__APPLY WHAT YOU READ__:
(1) Quote the stimulus-package piece from "Yesterday, the House" to "wrestling this sucker.)".
(2) Answer these questions using the stimulus-package piece:
(a) How much money does the House draft set aside for a smart grid?
(b) How much does the package contain for mass transit?
(c) Which newspaper says alternative-energy subsidies are no substitute for a price on carbon?

Yesterday, the House unveiled a draft outline of its $825 billion stimulus package, which included, among other things, some $76 billion over two years in energy-related projects, from weatherizing buildings to subsidizing renewable energy and battery research to building new transit lines. Nitty-gritty here. Note the whopping $11 billion for a smart grid, an investment that, if done right, could pay big dividends down the line. Environmental and clean-energy groups couldn't be happier, from what I can tell. To put things in perspective, even the Apollo Alliance, one of the major proponents of a gargantuan, moon-shot approach to greening the nation's energy supply, had only been praying for $50 billion worth of investment in the first year. (Mind you, we'll see what happens when the Senate gets done wrestling this sucker.)

Transit advocates, meanwhile, think more could be done. David Alpert of Greater Greater Washington observes that the package contains $30 billion for highways and $10 billion for mass transit. True, that's a departure from the status quo—normally 20 percent of federal transportation money goes toward transit—but that still leaves a vast array of backlogged transit projects and repairs around the country unfunded. For example, the House doled out $1.1 billion for intercity passenger rail, but the Transportation Department estimates that the Northeast Corridor alone has $10 billion worth of backlog. A few Democrats and green groups are pushing to change this—one concern is that the highway money goes toward repairs, rather than endless sprawl. I still think, though, that rejiggering all this transportation spending in a sustainable way might be better hashed out in this year's transportation reauthorization bill, rather than an economic-recovery plan whose main purpose is to create jobs as quickly as humanly possible.

P.S. The Washington Post reminds us that alternative-energy subsidies (which inevitably drag Congress into the unseemly business of picking winners and losers) are no substitute for a price on carbon. True, though plenty of items in the stimulus package—transit and grids, especially—are public goods that would need funding even if we had a cap or hefty tax on greenhouse-gas emissions.

__RECORD SET__:

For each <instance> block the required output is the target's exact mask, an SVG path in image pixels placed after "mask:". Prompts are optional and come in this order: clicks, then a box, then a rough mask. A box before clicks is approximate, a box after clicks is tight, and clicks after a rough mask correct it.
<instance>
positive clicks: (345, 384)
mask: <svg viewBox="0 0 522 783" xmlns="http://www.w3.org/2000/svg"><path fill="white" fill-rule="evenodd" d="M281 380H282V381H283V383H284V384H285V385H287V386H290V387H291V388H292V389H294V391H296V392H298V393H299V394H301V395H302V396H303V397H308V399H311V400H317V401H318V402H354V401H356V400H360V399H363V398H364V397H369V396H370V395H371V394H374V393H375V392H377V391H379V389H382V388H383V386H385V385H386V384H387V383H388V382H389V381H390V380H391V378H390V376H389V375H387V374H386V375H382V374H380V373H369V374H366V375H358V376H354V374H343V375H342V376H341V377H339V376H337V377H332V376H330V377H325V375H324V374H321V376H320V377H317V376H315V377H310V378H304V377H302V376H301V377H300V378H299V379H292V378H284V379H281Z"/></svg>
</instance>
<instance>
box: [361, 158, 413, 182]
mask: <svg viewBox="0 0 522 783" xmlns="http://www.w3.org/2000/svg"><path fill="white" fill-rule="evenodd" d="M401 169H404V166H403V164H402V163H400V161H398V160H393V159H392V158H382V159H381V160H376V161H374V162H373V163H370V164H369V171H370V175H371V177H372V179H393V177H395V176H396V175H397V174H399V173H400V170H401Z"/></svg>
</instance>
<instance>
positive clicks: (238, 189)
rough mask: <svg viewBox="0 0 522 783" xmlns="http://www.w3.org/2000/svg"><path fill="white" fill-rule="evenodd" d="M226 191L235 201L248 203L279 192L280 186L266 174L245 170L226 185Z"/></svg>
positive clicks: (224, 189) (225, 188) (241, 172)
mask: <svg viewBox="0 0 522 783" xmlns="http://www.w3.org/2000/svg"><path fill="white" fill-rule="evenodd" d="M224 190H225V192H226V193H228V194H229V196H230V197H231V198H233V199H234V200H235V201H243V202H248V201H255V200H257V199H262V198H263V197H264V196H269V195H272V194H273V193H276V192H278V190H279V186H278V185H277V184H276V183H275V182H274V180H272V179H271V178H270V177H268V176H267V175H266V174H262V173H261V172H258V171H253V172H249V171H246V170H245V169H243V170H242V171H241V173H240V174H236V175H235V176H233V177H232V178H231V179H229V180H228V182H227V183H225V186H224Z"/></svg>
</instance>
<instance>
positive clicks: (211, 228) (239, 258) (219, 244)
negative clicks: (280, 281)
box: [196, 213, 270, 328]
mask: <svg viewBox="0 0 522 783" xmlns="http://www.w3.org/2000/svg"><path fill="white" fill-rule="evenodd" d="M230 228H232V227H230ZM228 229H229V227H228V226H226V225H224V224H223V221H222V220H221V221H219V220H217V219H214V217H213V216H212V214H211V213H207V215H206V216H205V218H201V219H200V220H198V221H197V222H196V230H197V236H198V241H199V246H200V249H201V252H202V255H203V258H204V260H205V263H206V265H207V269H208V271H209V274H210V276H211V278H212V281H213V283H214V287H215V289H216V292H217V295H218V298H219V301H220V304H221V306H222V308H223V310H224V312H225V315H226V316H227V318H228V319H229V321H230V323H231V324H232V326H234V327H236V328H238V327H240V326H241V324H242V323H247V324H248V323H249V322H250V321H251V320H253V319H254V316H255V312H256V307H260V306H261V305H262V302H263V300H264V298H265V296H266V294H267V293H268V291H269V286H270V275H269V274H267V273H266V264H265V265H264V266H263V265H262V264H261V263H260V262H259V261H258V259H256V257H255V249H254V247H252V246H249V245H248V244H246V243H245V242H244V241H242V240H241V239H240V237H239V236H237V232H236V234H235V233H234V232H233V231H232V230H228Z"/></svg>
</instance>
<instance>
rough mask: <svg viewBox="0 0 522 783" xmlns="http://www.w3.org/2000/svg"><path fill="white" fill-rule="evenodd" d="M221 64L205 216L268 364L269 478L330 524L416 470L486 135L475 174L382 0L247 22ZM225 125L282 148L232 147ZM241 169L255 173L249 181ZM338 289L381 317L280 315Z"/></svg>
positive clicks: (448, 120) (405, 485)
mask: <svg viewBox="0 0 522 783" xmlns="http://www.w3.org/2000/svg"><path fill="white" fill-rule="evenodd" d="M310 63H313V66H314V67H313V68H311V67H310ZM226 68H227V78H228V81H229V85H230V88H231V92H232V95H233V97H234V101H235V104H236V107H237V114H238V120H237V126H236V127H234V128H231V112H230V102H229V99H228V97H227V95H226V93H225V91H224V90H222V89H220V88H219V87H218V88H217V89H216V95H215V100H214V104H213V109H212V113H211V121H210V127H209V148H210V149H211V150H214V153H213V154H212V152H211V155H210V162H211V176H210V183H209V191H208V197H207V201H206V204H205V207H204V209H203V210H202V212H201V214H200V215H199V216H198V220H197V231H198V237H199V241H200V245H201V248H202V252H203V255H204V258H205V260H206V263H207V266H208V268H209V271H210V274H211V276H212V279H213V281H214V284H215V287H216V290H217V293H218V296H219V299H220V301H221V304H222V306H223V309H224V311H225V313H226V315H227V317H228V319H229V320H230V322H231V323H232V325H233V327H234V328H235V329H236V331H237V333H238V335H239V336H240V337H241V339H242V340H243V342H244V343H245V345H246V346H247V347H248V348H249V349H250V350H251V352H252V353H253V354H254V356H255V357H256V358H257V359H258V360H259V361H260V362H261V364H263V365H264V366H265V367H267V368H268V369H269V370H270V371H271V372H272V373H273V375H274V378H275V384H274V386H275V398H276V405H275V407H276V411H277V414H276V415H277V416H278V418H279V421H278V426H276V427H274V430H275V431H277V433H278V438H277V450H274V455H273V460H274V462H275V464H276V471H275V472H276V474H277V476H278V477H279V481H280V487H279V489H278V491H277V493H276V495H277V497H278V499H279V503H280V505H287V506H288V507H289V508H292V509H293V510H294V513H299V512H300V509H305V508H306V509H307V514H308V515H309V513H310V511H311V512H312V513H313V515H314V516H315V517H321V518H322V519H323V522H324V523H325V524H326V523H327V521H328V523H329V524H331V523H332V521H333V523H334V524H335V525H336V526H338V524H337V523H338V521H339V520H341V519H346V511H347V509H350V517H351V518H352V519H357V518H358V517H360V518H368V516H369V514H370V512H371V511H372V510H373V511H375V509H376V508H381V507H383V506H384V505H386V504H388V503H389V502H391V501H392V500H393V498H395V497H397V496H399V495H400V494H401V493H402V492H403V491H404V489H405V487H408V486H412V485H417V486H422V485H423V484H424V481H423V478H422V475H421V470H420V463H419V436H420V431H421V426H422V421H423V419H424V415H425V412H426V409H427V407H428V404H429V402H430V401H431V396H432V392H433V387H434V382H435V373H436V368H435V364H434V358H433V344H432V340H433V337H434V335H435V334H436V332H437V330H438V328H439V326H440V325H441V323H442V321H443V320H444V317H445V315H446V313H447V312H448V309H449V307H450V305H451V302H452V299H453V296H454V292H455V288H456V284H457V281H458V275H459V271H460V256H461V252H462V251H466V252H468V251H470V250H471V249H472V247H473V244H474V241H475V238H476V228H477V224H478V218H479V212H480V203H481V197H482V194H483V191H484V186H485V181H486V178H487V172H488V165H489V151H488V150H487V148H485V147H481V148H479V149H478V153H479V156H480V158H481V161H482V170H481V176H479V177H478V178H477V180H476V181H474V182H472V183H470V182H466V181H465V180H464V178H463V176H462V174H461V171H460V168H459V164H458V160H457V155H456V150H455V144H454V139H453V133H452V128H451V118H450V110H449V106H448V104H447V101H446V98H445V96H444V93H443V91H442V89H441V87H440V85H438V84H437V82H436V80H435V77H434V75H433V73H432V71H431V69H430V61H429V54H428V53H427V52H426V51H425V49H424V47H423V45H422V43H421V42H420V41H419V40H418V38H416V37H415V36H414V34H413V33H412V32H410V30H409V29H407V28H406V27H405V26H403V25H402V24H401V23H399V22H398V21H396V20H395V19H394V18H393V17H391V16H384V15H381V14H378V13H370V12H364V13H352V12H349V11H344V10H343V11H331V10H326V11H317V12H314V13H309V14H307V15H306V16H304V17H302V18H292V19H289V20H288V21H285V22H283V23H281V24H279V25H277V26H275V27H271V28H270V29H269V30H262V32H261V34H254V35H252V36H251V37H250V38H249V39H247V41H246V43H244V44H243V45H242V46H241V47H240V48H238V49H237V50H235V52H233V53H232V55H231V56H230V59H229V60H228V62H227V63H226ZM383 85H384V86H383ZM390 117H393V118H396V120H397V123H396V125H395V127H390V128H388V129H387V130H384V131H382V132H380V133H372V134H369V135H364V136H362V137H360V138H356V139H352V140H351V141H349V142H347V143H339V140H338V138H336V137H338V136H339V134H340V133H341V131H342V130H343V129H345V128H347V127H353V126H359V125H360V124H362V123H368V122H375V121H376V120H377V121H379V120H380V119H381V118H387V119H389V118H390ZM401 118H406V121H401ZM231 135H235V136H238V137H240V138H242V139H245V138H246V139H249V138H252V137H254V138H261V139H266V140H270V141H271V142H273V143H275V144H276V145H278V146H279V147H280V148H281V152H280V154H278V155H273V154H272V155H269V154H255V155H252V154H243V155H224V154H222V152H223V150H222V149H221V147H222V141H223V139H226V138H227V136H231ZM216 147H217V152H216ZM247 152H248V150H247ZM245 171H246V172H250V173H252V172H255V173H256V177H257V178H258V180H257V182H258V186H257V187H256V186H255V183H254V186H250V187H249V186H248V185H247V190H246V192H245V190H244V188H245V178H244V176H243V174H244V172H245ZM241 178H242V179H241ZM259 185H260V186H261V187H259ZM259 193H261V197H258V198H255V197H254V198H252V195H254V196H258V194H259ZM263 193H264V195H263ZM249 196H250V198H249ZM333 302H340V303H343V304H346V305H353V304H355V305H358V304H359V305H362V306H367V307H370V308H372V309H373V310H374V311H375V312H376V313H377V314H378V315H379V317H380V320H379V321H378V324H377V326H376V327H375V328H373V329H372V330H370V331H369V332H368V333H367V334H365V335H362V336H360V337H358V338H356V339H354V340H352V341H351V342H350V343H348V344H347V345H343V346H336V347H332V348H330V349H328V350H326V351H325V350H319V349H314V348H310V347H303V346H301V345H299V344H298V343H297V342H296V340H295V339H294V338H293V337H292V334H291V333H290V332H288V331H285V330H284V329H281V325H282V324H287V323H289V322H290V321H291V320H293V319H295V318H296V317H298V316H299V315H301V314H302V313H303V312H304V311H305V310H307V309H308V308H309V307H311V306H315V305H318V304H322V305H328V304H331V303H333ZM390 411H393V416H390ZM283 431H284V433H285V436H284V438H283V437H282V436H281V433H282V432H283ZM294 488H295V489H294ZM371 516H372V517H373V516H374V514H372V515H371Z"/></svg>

---

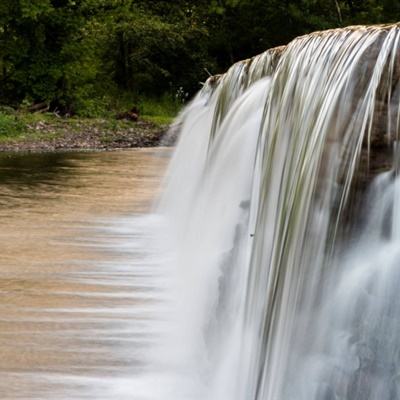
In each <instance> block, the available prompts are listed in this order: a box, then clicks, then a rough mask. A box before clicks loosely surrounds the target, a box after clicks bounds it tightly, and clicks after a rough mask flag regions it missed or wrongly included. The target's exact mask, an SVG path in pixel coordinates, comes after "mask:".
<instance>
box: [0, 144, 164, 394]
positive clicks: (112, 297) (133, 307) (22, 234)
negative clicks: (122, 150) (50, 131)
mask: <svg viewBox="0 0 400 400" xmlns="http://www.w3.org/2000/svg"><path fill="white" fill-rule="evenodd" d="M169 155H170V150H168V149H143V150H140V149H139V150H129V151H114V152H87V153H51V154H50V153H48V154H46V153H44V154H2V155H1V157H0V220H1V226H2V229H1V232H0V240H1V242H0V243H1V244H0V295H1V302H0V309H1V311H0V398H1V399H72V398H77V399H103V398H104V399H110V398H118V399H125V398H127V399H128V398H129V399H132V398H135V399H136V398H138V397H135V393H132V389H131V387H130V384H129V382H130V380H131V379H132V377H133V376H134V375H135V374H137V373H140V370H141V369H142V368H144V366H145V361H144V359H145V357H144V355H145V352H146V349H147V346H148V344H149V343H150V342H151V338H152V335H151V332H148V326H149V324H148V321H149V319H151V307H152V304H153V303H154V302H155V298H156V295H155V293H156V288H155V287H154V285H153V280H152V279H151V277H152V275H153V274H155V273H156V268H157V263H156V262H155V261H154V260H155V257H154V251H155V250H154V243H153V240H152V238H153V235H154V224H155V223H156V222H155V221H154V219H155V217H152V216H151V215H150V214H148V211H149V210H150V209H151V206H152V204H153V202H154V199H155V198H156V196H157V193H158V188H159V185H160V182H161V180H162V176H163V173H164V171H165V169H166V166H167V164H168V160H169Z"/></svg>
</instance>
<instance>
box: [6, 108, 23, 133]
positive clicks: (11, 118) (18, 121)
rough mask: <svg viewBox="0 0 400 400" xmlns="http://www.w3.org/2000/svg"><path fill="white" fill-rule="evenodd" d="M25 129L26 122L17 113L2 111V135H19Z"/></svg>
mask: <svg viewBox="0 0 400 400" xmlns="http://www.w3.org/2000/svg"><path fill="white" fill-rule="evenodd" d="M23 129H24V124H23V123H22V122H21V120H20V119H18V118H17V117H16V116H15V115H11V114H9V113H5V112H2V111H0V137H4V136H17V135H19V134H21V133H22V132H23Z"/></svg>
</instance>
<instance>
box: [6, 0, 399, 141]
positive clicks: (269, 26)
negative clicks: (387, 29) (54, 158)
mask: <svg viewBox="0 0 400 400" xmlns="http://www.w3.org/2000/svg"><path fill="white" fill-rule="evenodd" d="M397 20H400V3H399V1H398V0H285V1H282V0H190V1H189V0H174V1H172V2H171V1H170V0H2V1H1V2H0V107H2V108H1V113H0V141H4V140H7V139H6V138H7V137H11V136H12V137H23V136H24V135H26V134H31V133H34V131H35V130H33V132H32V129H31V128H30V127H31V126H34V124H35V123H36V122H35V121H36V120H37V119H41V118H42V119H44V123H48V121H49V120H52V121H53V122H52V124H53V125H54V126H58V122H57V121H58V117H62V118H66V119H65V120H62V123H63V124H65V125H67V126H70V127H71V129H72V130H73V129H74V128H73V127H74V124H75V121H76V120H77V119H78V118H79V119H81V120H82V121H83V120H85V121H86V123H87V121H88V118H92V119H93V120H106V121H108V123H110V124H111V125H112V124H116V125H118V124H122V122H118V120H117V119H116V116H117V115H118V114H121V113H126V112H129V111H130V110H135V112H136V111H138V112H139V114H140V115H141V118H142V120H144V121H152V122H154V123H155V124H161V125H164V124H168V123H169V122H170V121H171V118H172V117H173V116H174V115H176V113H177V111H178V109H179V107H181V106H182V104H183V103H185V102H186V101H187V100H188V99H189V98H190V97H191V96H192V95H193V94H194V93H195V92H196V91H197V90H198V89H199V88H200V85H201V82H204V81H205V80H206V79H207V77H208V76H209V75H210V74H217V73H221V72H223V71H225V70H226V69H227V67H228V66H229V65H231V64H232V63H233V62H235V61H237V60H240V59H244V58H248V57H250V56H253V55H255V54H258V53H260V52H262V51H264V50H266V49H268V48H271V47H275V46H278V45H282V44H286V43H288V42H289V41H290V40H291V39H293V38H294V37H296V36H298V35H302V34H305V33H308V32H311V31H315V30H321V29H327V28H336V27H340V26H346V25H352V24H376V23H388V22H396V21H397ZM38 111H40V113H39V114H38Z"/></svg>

__SOLUTIONS TO THE EXERCISE__:
(1)
Yesterday, the House unveiled a draft outline of its $825 billion stimulus package, which included, among other things, some $76 billion over two years in energy-related projects, from weatherizing buildings to subsidizing renewable energy and battery research to building new transit lines. Nitty-gritty here. Note the whopping $11 billion for a smart grid, an investment that, if done right, could pay big dividends down the line. Environmental and clean-energy groups couldn't be happier, from what I can tell. To put things in perspective, even the Apollo Alliance, one of the major proponents of a gargantuan, moon-shot approach to greening the nation's energy supply, had only been praying for $50 billion worth of investment in the first year. (Mind you, we'll see what happens when the Senate gets done wrestling this sucker.)

(2)
(a) $11 billion.
(b) $10 billion.
(c) The Washington Post.